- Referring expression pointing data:
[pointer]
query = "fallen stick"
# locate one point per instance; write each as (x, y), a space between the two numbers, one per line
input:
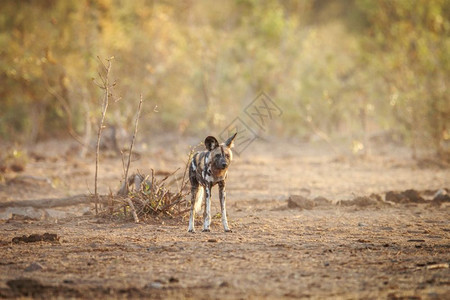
(55, 202)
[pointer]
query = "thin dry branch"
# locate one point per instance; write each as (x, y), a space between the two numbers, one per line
(105, 86)
(132, 142)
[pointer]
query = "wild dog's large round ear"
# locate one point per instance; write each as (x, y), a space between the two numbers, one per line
(230, 142)
(211, 143)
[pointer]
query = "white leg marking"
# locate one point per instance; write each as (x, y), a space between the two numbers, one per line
(207, 222)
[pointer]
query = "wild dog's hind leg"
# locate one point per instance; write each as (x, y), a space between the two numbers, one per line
(223, 208)
(207, 213)
(194, 189)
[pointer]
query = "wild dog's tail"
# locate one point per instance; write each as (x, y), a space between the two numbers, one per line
(199, 200)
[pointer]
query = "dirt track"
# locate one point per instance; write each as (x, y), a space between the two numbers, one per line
(382, 250)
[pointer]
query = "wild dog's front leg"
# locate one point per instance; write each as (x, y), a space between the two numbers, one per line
(192, 216)
(207, 213)
(222, 196)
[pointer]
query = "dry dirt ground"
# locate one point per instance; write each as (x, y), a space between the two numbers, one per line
(373, 249)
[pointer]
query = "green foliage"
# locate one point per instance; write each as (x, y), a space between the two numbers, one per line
(330, 65)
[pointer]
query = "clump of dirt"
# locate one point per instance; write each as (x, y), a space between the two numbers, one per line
(364, 201)
(302, 202)
(440, 197)
(33, 238)
(407, 196)
(298, 201)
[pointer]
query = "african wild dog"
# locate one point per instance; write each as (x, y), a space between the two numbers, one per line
(208, 168)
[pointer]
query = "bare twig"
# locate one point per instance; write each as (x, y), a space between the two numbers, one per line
(105, 86)
(132, 141)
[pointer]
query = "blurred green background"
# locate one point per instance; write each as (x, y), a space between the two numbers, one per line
(337, 68)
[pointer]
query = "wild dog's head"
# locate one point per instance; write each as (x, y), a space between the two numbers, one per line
(221, 154)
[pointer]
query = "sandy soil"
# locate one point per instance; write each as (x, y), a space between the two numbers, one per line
(380, 250)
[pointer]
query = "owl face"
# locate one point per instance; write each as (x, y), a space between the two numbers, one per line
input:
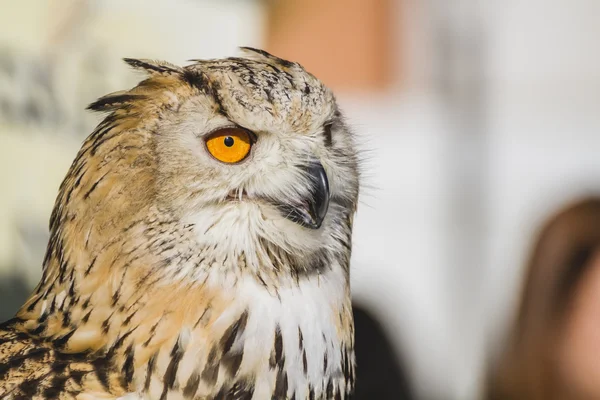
(260, 153)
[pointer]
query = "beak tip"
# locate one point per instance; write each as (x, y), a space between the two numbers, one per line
(312, 214)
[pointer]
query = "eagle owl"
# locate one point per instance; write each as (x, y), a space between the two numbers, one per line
(199, 245)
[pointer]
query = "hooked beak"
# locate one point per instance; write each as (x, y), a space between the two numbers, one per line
(311, 212)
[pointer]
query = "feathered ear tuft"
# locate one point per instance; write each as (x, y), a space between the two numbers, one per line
(114, 101)
(153, 67)
(261, 55)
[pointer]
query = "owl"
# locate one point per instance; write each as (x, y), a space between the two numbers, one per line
(199, 245)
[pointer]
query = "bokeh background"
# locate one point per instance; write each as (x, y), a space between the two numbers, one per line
(477, 119)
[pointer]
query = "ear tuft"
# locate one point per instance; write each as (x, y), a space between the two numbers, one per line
(153, 67)
(114, 101)
(261, 55)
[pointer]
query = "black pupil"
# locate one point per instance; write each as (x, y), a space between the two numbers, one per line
(228, 141)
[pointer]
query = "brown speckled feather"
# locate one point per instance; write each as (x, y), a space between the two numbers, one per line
(170, 275)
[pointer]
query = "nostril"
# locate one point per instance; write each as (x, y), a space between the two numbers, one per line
(237, 194)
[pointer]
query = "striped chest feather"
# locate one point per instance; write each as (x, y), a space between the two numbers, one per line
(296, 344)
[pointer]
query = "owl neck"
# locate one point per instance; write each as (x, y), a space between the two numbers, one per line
(146, 321)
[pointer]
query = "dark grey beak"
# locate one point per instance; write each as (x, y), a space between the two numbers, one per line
(311, 212)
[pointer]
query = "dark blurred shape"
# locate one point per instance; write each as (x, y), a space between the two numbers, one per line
(529, 368)
(13, 293)
(379, 371)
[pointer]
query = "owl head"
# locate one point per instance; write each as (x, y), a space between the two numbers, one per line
(248, 152)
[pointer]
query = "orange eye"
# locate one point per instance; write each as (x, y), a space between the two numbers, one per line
(229, 145)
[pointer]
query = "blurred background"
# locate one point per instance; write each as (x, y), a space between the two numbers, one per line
(477, 119)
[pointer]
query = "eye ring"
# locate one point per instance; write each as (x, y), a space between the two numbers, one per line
(229, 145)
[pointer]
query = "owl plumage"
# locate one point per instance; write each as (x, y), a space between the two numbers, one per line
(172, 275)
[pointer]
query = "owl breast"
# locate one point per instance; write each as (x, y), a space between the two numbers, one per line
(256, 344)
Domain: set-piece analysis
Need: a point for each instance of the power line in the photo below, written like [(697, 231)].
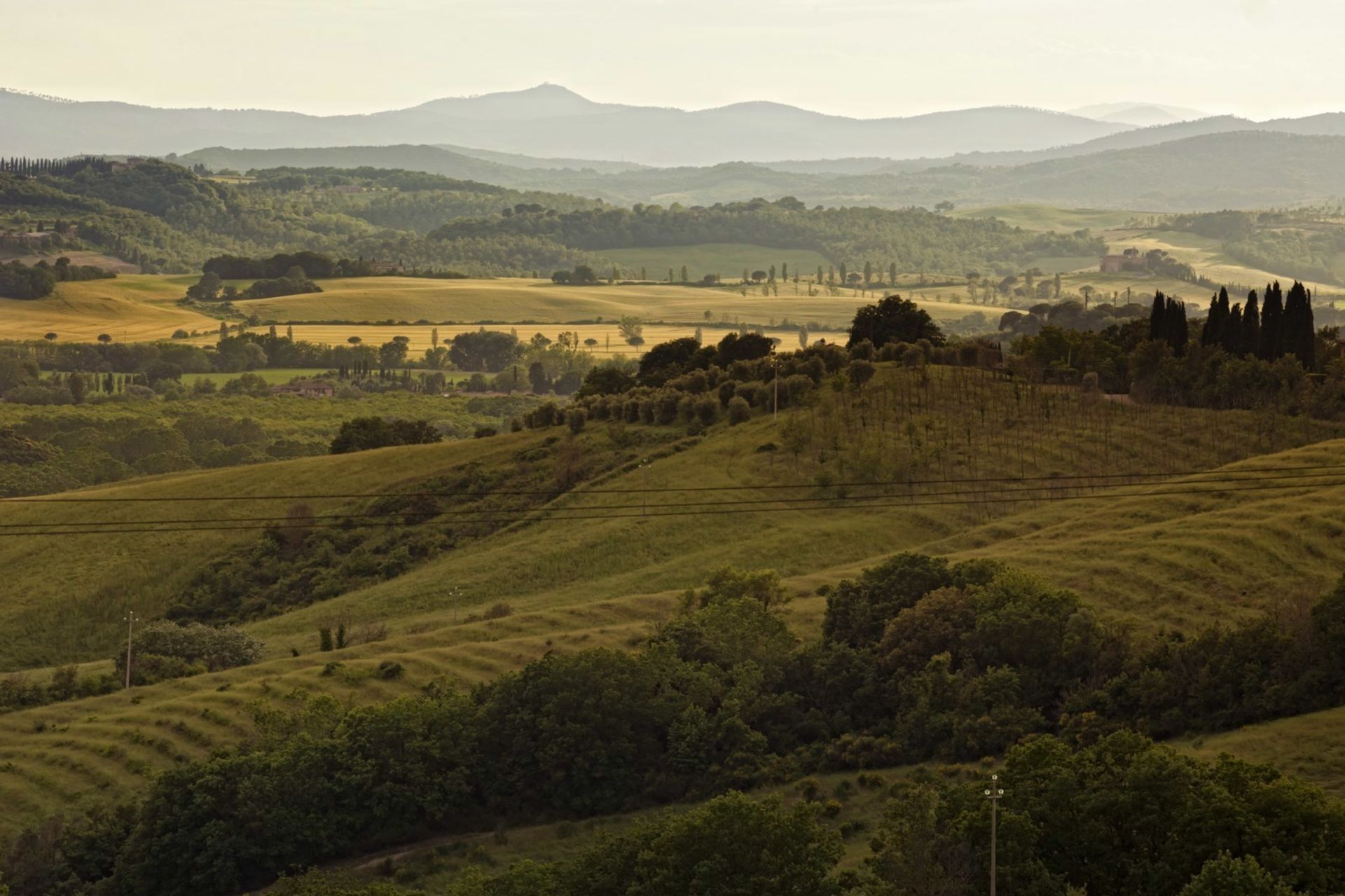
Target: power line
[(663, 489), (542, 514), (301, 518)]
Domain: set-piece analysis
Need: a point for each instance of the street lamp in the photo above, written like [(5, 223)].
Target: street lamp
[(131, 619), (644, 499), (993, 794)]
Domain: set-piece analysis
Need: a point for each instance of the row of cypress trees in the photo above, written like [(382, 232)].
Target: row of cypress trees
[(1168, 323), (26, 167), (1281, 326)]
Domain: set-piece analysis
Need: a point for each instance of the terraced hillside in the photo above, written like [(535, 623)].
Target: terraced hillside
[(598, 565)]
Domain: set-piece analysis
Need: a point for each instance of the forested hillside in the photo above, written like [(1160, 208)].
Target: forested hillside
[(1207, 171), (168, 219)]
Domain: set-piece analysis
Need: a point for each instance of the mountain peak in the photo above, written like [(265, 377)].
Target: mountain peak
[(541, 101)]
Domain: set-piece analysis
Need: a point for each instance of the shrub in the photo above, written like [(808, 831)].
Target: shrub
[(739, 411), (168, 650)]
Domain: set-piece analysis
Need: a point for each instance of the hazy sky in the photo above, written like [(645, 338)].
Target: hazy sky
[(865, 58)]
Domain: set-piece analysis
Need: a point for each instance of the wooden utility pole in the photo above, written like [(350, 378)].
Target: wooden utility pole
[(993, 794), (131, 623)]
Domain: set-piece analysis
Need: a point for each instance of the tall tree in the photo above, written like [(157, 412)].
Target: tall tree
[(1298, 333), (1176, 326), (1216, 319), (1273, 324), (1159, 318), (1251, 327), (1231, 338)]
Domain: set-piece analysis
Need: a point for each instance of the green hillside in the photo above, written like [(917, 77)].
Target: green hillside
[(579, 579)]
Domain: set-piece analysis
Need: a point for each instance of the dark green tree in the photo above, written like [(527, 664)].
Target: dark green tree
[(1251, 327), (1271, 345)]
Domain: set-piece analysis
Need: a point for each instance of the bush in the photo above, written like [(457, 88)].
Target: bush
[(168, 646), (364, 434), (739, 411)]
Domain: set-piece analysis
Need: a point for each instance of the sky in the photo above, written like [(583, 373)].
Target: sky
[(864, 58)]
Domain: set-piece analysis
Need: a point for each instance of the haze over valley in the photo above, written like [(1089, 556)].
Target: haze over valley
[(789, 450)]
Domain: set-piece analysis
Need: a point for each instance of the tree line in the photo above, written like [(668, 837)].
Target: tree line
[(919, 659), (39, 280)]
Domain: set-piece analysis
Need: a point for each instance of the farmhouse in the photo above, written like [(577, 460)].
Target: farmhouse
[(305, 389), (1130, 260), (26, 240)]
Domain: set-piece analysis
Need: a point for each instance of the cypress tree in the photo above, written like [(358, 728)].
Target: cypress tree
[(1298, 334), (1157, 318), (1216, 319), (1273, 324), (1251, 327), (1232, 337), (1176, 326)]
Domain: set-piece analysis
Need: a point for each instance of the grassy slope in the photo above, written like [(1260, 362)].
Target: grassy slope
[(725, 259), (140, 307), (572, 584), (1206, 256), (432, 864), (130, 308), (1040, 217)]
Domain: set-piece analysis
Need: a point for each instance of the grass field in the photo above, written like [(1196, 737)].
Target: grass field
[(725, 259), (1037, 217), (1207, 256), (609, 343), (600, 581), (130, 308), (142, 307), (270, 374), (432, 864), (76, 256)]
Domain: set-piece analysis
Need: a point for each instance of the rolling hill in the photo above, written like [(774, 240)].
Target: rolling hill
[(1182, 167), (588, 577)]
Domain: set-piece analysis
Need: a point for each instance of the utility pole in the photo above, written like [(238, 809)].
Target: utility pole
[(644, 498), (993, 794), (131, 623), (775, 375)]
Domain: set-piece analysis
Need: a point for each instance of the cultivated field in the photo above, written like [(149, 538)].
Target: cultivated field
[(142, 307), (600, 581), (1037, 217), (725, 259), (1207, 256), (128, 308)]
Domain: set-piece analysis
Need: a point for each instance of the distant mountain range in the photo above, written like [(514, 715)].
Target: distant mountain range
[(552, 139), (1140, 115), (1201, 172), (541, 121)]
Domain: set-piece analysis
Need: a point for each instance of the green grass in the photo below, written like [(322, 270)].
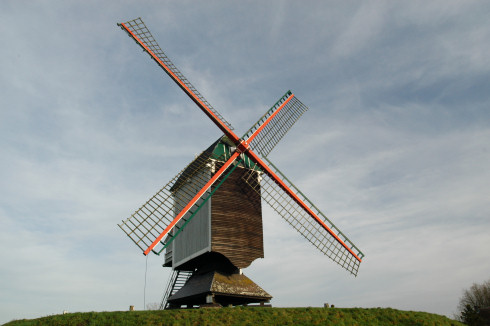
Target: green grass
[(246, 316)]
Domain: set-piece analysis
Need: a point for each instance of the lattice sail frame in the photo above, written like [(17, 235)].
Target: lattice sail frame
[(149, 221), (261, 141), (138, 28), (301, 220), (273, 132)]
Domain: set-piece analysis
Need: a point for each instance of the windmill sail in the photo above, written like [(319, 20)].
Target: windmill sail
[(280, 124), (138, 31), (150, 221), (334, 245), (153, 222)]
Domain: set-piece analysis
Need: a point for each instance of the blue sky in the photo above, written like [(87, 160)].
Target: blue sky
[(395, 148)]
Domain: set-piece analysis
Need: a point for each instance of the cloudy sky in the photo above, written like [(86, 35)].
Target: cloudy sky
[(395, 148)]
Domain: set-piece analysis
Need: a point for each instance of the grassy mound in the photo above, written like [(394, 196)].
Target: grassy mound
[(246, 316)]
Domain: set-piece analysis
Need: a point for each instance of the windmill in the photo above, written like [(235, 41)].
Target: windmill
[(208, 218)]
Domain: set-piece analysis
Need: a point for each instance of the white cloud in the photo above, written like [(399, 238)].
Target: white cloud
[(394, 148)]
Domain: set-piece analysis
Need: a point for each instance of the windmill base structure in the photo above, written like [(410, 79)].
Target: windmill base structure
[(225, 236), (207, 220)]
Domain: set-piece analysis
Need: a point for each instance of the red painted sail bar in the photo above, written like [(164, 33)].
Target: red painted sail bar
[(193, 201), (227, 131), (242, 145)]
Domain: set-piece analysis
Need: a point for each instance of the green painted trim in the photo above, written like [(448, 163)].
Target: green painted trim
[(204, 202)]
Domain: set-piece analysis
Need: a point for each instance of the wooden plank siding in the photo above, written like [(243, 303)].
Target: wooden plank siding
[(236, 221)]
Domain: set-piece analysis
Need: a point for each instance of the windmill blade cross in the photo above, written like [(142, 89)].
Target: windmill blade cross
[(262, 137)]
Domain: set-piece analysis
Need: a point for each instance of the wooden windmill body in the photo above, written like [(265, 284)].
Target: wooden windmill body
[(224, 237), (208, 219)]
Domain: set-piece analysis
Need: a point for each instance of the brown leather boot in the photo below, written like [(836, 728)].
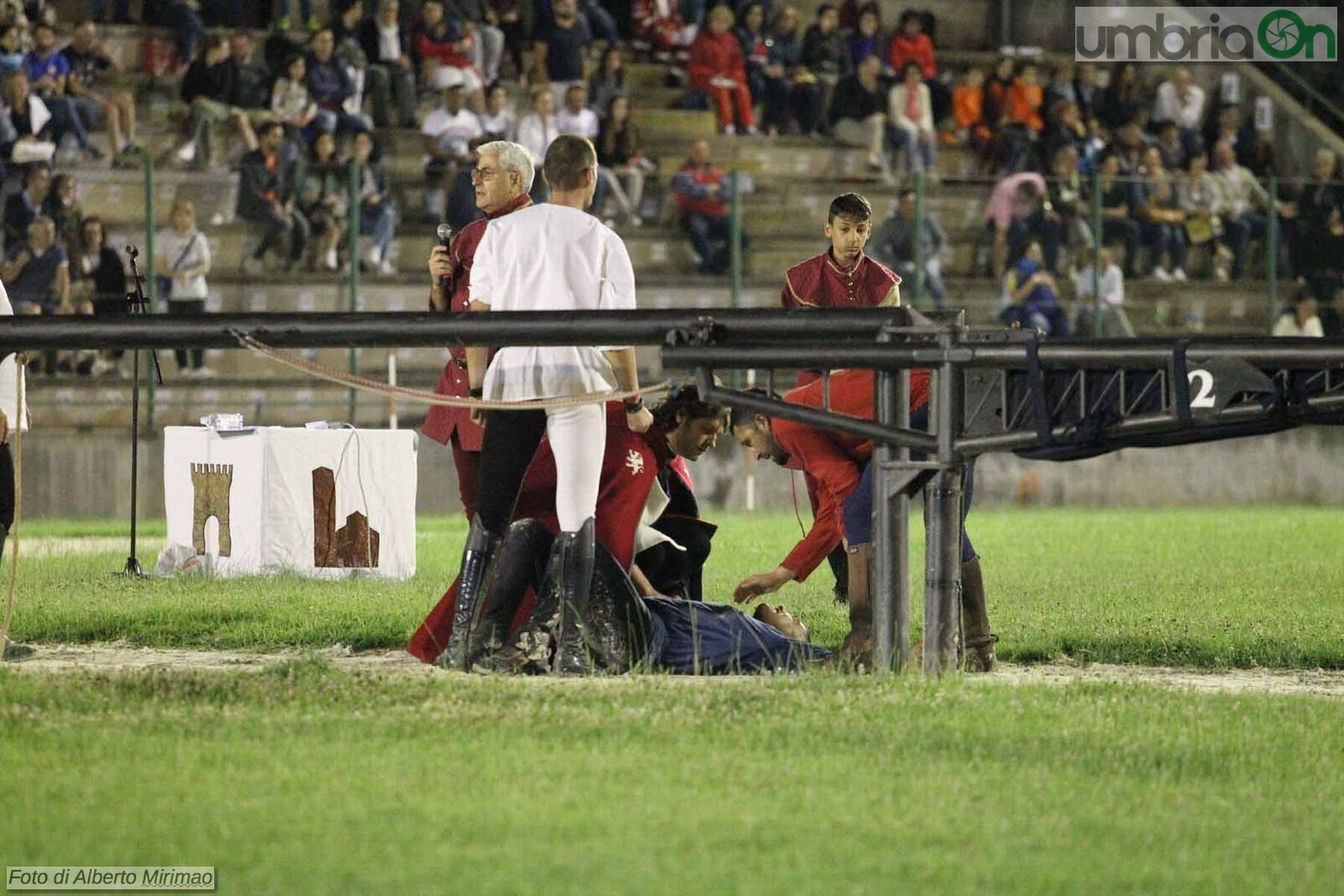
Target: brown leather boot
[(979, 641), (857, 651)]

- What is expected: Look through the entries above; find each line with the word "beak" and copy it.

- Response:
query = "beak tip"
query = "hooked beak"
query = "dark grey beak"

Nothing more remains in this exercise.